> **Text block**
START

More Than 55% of Cerrado Native Vegetation Already Lost, New Review Reveals

With 55% of its native habitat gone, the Cerrado is in crisis. Preserving this biodiversity hotspot demands immediate reform and the protection of Indigenous rights.

Guest blog post by Cássio Cardoso Pereira

“In addition to surviving some of the poorest soils in intertropical Brazil, the vegetation of the Cerrado has achieved the ecological feat of withstanding wildfires, rising from its own ashes like a kind of phoenix among Brazil’s ecosystems. It cannot, however, withstand the violent technological artifices invented by so-called civilized men.”

Aziz Ab’Saber, 2003 (translated)

Often overshadowed by the Amazon, the Cerrado is the second-largest Ecodomain in South America. Despite covering 24% of the territory and sustaining major watersheds, it has historically been sidelined in global conservation dialogues.

END

> **Problems to solve**
**a)** In one to three sentences, explain why the Cerrado text says the Cerrado is in crisis.
**b)** Reproduce the passage of the Cerrado text starting with "More Than 55%" and going on through "Ab’Saber, 2003 (translated)".
The entries are separate material, apart from the Cerrado text.

(Dataset entries)
START

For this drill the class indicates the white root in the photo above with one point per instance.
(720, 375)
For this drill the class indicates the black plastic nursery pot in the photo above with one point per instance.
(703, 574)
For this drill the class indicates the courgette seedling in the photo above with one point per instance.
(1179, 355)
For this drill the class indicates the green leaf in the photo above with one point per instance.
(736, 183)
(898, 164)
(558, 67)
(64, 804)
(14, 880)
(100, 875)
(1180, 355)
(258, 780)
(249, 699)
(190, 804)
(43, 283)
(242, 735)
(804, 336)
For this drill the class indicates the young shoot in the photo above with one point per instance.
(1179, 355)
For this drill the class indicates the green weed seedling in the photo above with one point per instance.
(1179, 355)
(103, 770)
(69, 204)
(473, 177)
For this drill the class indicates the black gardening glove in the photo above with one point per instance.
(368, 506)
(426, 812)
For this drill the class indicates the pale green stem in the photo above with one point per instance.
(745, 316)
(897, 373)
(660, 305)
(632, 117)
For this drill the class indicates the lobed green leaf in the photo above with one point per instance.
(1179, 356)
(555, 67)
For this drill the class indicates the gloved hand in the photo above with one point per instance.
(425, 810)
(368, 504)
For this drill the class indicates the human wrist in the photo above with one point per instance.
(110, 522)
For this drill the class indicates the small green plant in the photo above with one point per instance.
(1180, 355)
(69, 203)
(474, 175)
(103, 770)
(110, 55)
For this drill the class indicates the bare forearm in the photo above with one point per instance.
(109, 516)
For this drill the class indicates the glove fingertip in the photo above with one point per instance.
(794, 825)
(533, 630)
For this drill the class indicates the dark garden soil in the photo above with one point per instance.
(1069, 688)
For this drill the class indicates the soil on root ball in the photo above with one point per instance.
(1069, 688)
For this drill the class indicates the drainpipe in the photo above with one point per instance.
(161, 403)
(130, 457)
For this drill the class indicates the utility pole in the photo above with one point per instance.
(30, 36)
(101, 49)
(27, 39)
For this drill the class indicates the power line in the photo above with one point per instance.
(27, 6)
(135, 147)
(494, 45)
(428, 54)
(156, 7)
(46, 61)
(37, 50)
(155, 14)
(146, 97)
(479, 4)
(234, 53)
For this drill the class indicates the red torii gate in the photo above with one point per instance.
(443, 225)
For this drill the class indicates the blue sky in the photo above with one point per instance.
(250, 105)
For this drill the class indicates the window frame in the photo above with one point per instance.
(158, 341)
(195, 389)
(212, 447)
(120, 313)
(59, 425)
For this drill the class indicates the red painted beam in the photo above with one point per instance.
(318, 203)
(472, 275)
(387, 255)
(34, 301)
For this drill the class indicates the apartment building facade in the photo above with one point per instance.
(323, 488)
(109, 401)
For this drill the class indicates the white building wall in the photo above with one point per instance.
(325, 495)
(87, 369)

END

> **Responses**
**a)** The Cerrado is in crisis because 55% of its native habitat is already gone. The headline puts the loss of native vegetation at more than 55%.

**b)**
More Than 55% of Cerrado Native Vegetation Already Lost, New Review Reveals

With 55% of its native habitat gone, the Cerrado is in crisis. Preserving this biodiversity hotspot demands immediate reform and the protection of Indigenous rights.

Guest blog post by Cássio Cardoso Pereira

“In addition to surviving some of the poorest soils in intertropical Brazil, the vegetation of the Cerrado has achieved the ecological feat of withstanding wildfires, rising from its own ashes like a kind of phoenix among Brazil’s ecosystems. It cannot, however, withstand the violent technological artifices invented by so-called civilized men.”

Aziz Ab’Saber, 2003 (translated)